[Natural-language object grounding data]
◆ ◆ ◆ ◆ ◆ ◆ ◆
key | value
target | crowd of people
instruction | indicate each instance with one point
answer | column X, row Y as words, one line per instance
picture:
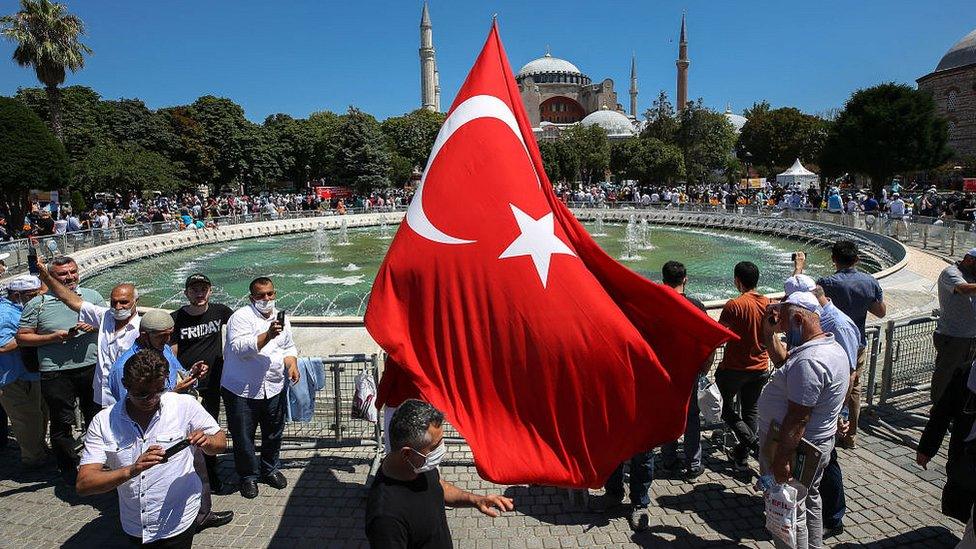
◆ ◆ ◆ ◆ ◆ ◆ ◆
▶ Task details
The expected output is every entry above, retyped exactly, with the pictures removed.

▶ Exercise output
key | value
target | crowd of people
instruction | indicate each instance with one point
answer | column X, row Y as words, one line per instance
picture:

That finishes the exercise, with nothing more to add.